Pull out every line in the items below that contains the word "purple", matching case exactly.

→ DATA FOR THE TASK
╔══

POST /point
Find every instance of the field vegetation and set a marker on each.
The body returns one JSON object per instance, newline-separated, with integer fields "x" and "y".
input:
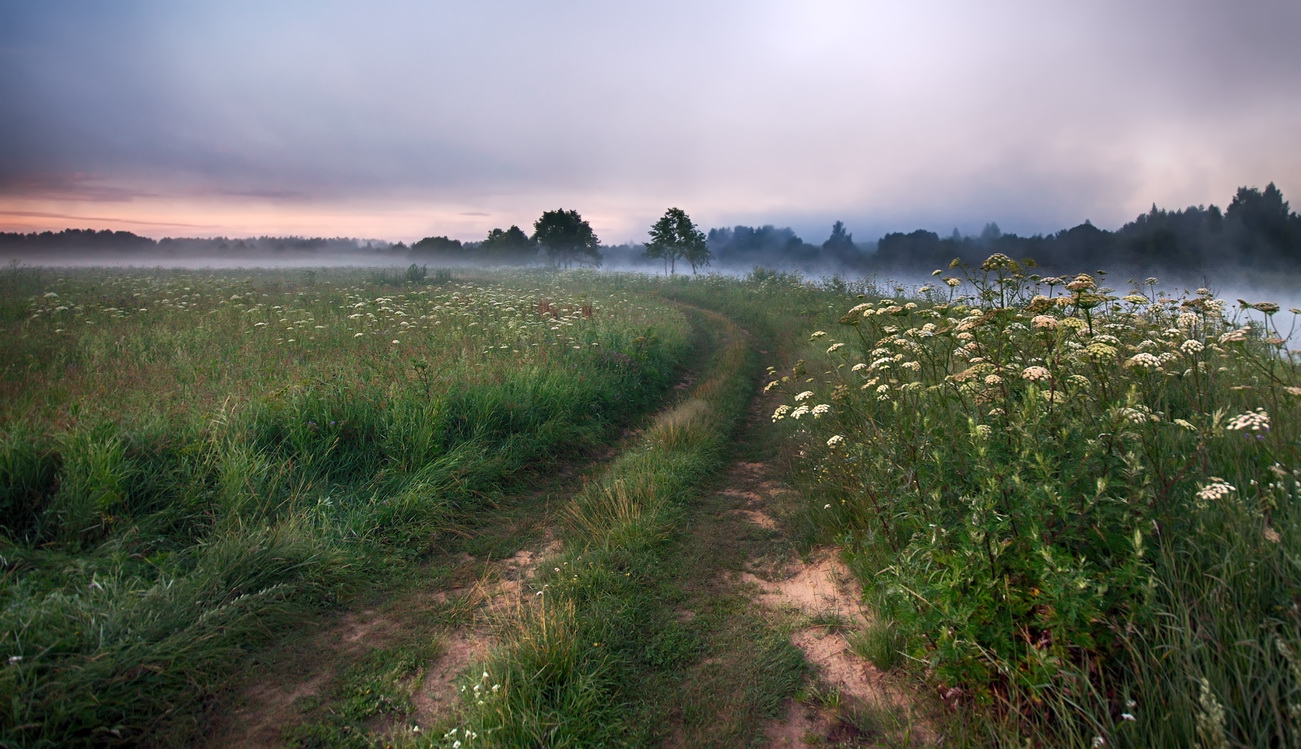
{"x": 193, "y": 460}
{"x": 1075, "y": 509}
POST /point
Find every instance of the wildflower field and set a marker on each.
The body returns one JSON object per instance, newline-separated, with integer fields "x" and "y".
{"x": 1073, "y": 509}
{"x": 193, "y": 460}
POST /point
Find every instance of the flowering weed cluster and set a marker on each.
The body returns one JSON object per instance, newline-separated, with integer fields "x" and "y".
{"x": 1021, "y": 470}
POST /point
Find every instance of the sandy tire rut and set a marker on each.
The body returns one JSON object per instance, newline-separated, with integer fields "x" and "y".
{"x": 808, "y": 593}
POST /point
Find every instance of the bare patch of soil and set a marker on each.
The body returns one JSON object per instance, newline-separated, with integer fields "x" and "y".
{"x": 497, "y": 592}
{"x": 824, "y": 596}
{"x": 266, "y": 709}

╚══
╔══

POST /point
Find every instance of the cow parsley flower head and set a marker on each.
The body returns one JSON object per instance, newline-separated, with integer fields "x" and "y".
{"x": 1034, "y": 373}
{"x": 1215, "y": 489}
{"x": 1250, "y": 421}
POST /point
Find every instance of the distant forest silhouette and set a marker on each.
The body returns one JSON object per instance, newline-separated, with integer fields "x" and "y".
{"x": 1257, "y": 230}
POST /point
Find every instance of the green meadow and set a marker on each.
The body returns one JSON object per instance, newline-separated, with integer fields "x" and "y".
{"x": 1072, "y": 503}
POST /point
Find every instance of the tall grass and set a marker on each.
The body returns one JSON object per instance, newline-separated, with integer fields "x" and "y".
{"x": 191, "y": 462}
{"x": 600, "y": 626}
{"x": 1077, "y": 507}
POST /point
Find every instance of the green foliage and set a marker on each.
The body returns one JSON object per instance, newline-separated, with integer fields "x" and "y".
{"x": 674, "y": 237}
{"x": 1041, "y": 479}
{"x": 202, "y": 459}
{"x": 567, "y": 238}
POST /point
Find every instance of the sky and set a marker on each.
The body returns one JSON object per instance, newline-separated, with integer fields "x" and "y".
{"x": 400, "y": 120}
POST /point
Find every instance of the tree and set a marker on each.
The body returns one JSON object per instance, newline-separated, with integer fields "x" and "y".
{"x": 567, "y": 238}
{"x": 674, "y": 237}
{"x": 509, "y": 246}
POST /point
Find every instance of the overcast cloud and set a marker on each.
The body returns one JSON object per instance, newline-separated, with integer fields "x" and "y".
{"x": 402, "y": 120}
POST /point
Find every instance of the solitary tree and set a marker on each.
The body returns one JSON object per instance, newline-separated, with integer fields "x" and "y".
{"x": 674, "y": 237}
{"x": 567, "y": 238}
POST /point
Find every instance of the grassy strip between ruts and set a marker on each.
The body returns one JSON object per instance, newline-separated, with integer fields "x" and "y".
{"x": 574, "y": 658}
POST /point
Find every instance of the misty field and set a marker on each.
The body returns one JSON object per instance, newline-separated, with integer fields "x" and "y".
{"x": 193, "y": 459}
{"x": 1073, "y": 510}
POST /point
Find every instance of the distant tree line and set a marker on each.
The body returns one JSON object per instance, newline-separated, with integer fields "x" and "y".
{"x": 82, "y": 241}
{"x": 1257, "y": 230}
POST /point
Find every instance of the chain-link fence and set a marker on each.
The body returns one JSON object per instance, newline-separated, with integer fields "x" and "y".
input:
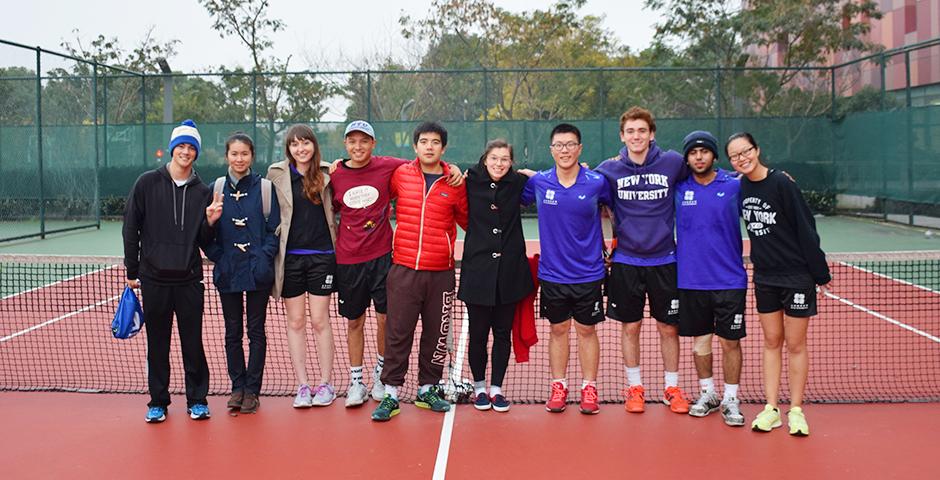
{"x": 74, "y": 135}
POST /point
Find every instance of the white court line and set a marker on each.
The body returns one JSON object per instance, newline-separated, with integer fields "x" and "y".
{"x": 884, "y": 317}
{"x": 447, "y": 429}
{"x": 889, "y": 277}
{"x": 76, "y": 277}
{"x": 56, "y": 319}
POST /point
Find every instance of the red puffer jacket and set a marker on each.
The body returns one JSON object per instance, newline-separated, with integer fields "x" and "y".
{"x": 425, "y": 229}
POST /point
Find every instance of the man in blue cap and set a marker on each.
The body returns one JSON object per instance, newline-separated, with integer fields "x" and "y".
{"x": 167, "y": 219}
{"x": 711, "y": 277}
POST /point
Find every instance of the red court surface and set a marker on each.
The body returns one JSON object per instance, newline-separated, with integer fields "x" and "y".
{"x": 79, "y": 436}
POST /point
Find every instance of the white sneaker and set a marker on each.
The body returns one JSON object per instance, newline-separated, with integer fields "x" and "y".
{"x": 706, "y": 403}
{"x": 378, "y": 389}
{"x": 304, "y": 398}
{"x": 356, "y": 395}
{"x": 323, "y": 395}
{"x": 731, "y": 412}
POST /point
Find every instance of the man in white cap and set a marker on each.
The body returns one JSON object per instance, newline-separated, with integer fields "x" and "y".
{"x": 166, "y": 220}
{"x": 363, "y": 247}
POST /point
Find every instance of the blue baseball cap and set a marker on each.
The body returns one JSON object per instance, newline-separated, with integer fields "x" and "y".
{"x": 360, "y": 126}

╚══
╔══

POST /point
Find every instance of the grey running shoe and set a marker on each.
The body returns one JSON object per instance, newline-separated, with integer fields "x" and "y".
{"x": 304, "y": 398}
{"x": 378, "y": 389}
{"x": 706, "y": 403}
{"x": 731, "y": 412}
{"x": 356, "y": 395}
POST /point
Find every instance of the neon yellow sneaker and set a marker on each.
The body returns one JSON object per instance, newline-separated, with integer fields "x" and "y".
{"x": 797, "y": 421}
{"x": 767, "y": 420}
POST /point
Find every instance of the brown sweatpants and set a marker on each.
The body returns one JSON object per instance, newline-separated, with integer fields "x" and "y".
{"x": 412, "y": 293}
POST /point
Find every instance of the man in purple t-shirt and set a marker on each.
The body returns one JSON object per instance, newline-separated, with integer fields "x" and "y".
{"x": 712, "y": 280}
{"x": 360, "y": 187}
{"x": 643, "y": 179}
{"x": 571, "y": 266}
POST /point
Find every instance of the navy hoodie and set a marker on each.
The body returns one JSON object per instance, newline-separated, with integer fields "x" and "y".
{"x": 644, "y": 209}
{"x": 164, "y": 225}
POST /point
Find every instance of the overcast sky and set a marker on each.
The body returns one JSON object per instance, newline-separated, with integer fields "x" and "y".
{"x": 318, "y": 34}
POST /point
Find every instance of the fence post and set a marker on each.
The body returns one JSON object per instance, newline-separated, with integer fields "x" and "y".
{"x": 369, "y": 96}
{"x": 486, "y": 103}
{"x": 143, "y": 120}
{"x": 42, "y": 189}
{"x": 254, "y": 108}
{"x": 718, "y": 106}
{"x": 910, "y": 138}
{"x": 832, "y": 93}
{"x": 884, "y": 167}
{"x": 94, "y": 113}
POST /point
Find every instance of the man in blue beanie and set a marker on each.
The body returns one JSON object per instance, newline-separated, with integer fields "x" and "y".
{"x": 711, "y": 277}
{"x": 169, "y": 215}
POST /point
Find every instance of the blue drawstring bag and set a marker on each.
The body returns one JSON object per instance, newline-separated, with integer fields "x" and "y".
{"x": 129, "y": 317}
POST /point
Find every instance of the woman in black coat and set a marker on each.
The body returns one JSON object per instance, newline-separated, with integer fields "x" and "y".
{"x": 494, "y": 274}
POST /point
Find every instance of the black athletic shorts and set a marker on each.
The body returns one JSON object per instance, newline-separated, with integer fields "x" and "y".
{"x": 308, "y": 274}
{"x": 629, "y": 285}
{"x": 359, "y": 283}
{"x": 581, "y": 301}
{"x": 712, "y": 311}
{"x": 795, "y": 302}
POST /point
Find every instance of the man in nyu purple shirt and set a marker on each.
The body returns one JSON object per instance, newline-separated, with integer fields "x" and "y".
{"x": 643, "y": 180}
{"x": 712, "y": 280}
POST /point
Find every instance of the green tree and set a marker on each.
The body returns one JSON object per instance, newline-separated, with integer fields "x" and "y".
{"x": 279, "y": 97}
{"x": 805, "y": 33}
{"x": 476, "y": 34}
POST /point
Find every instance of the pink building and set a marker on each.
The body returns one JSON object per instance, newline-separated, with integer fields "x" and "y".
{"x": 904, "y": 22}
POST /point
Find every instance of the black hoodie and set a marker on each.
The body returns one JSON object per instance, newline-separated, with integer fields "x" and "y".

╚══

→ SOLUTION
Find every instance of the man in purple t-shirt and set a marker on each.
Find every instance of the man in nyu purple shirt and set a marker on each.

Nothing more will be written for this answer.